- [WORK TO BE COMPLETED]:
A faithful transcript of all the lines below, with no pictures, is the goal here.

- [Extracted records]:
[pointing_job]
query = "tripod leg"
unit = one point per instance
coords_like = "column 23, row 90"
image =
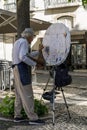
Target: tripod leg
column 46, row 86
column 54, row 106
column 65, row 104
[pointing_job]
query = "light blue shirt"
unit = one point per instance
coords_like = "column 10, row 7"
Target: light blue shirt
column 20, row 51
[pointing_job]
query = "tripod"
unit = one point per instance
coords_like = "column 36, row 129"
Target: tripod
column 51, row 95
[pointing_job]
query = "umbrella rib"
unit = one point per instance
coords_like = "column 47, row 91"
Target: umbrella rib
column 8, row 21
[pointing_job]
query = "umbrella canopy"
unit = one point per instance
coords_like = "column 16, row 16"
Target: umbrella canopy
column 8, row 23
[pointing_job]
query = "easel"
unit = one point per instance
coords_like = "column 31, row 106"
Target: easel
column 53, row 94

- [RESPONSE TO THE EXERCISE]:
[pointing_job]
query = "tripod leg"
unit = one point per instance
coords_like = "column 23, row 90"
image =
Target: tripod leg
column 46, row 86
column 54, row 106
column 65, row 104
[pointing_job]
query = "light blue shirt"
unit = one point per instance
coords_like = "column 10, row 7"
Target: light blue shirt
column 20, row 51
[pointing_job]
query = "tripod"
unit = one point per instance
coords_like = "column 36, row 129"
Target: tripod
column 51, row 95
[pointing_job]
query = "umbrella rib"
unit = one point per instance
coords_like = "column 47, row 91"
Target: umbrella rib
column 8, row 21
[pointing_job]
query = "umbrella canopy"
unit = one point per instance
coords_like = "column 16, row 16"
Target: umbrella canopy
column 8, row 23
[pointing_job]
query = "easel"
unit = one point per instance
coords_like = "column 31, row 106"
Target: easel
column 53, row 94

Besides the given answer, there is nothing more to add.